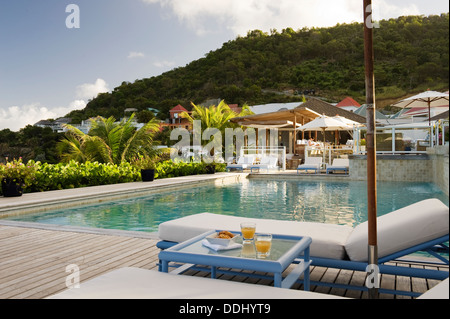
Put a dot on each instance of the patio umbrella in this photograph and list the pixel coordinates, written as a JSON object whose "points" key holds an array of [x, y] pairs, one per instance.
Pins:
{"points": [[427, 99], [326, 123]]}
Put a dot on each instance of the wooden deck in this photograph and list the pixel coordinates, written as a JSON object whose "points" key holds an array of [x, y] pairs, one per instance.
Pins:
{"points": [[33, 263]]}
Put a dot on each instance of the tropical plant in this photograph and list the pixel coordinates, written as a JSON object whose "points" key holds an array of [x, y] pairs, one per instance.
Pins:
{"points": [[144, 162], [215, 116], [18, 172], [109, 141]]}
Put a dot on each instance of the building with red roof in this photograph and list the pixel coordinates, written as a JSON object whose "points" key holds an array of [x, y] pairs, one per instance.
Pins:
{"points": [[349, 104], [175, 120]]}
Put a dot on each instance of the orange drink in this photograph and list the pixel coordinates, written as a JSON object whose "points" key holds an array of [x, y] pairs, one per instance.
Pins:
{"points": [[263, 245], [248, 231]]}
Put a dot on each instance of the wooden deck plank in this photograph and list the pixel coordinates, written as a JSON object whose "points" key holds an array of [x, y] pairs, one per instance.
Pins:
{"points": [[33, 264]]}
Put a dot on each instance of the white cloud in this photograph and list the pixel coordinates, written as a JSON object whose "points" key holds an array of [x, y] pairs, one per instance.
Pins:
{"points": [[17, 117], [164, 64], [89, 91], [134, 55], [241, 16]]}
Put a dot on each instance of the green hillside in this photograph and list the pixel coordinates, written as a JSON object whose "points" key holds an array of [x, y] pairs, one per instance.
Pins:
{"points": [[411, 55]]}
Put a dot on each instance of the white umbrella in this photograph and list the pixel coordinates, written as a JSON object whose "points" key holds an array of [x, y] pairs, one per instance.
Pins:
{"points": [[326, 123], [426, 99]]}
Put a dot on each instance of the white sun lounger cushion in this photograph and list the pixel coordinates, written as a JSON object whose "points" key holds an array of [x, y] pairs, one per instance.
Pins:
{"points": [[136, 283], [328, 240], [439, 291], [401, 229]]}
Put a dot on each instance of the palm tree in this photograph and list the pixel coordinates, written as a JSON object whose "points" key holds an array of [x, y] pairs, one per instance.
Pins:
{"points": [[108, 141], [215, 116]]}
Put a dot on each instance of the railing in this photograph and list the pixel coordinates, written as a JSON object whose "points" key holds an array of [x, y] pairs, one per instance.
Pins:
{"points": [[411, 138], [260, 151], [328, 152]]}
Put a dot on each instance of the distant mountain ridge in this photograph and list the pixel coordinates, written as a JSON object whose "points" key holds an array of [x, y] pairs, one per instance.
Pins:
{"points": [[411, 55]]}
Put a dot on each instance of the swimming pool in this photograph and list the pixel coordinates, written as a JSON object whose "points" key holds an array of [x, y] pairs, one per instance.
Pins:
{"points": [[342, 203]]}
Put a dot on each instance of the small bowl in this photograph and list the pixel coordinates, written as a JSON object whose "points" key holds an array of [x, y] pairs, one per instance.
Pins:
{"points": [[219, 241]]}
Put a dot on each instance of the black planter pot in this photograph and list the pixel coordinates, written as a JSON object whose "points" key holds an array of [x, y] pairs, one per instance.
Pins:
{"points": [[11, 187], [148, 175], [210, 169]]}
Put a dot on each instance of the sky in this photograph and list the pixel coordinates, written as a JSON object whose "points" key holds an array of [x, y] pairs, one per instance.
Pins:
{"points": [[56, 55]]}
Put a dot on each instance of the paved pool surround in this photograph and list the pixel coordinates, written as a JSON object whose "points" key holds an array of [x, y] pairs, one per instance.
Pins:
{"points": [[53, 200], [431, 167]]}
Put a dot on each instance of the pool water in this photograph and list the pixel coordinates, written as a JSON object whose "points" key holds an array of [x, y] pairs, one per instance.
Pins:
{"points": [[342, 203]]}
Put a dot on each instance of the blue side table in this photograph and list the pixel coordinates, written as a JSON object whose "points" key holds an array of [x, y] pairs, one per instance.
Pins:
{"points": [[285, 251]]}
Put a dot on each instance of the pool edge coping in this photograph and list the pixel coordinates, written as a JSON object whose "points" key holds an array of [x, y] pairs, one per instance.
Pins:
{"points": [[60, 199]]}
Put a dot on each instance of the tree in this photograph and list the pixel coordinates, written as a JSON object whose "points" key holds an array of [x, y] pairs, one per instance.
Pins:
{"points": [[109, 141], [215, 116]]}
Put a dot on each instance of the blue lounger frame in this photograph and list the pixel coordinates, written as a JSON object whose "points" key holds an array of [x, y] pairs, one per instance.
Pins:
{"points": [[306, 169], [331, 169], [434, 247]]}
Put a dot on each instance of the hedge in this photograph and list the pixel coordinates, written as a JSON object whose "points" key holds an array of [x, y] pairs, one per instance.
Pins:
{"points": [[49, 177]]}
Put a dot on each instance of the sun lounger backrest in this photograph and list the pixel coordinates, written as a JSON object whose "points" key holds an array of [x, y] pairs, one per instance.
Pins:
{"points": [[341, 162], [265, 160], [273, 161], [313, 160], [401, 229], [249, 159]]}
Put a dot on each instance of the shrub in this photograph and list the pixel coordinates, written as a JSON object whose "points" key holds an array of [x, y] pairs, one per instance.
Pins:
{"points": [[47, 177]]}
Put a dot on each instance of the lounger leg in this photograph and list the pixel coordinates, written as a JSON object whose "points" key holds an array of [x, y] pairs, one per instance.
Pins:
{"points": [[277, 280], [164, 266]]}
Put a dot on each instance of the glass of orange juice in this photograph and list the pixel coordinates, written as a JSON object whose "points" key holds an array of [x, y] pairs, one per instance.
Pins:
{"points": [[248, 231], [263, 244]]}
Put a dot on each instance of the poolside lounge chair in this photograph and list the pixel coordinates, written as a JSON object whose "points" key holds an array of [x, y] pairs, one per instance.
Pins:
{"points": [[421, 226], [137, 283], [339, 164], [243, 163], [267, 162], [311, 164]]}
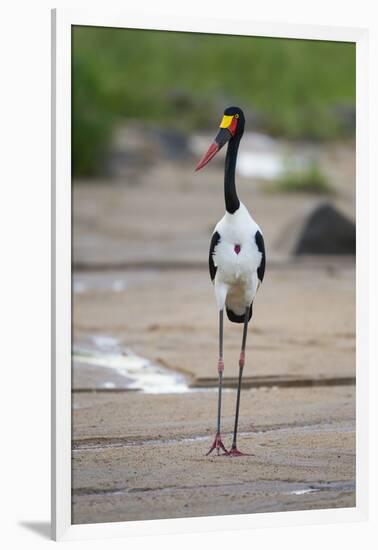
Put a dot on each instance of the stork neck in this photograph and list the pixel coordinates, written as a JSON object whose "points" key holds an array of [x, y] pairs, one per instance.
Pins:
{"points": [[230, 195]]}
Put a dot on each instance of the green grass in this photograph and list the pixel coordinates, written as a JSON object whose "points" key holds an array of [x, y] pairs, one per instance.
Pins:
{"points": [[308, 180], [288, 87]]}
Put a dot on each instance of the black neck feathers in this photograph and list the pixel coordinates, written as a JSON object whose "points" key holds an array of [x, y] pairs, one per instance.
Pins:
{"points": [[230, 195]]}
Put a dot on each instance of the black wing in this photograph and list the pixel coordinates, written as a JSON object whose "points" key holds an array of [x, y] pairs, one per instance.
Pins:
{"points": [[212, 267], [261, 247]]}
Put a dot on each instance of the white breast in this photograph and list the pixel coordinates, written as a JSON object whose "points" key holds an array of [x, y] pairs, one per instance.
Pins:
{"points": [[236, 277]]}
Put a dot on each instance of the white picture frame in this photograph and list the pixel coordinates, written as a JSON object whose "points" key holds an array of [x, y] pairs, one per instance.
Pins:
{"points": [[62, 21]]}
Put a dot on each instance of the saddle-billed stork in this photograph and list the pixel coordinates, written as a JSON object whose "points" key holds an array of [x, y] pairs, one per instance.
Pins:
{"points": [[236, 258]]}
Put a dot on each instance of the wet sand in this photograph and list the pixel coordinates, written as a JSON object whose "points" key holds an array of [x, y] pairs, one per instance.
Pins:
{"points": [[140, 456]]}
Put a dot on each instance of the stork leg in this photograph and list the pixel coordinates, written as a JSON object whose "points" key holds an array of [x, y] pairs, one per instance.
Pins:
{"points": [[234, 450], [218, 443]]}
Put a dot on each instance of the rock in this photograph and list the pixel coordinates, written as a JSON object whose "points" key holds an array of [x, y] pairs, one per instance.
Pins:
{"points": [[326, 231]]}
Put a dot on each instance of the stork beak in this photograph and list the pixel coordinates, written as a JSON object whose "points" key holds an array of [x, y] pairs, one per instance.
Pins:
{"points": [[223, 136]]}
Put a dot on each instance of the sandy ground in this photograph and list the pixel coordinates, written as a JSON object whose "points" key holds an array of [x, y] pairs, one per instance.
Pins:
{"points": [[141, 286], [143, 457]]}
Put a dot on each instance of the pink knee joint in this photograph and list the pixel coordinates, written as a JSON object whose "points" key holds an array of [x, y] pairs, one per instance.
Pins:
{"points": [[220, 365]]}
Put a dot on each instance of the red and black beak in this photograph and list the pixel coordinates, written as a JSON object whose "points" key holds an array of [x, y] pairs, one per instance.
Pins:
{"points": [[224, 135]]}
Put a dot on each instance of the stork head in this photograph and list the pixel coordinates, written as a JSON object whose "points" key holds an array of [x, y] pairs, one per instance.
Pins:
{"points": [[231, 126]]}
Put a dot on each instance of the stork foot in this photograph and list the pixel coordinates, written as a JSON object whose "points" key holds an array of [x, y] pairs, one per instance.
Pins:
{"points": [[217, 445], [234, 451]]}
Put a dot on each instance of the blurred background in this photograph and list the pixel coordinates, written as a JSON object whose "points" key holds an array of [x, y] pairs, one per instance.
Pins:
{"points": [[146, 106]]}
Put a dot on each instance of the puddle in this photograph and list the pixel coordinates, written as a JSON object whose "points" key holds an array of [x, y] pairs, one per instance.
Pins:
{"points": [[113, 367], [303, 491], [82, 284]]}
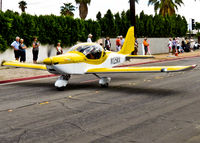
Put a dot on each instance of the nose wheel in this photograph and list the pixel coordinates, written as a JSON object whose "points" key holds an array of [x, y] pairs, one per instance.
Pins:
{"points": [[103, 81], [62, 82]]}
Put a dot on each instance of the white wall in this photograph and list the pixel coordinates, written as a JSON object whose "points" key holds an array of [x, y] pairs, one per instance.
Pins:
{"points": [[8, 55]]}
----
Task requirements:
With pictures omitted, copy exactly the lines from the one containing "Put a dot on each instance of the stork foot" through the final line of the listing, both included.

Exercise output:
Put a dot on each instance of the stork foot in this photograph and list the pixel coordinates, written as a JSON object whose "points" key holds an array of [x, y] pairs, one per instance.
Pins:
{"points": [[217, 445], [234, 451]]}
Put a dot on each instance of the blurred background in this photograph and list the pixel coordinates, written as a JSON object whose "points" key holds an array of [x, y] pairs, one per instance.
Pins:
{"points": [[146, 106]]}
Put a dot on each instance of the puddle in this photograph and list the pixel coordinates, written as a JSON object whose "points" key holds an array of [x, y] pairs, one per instance.
Pins:
{"points": [[113, 367], [303, 491], [82, 284]]}
Put a dot on each instance of the nose wheel in this photograph and list the pixel coordinates, written as a JSON object whose "points" key holds an array of [x, y] pairs, one per instance.
Pins:
{"points": [[103, 81], [62, 82]]}
Put a dot on each instance of the white wall in this photograph and list the pixel coordinates, written as a JSON object whose "points" key holds an array of [x, y] pairs, one per instance.
Pins:
{"points": [[8, 55]]}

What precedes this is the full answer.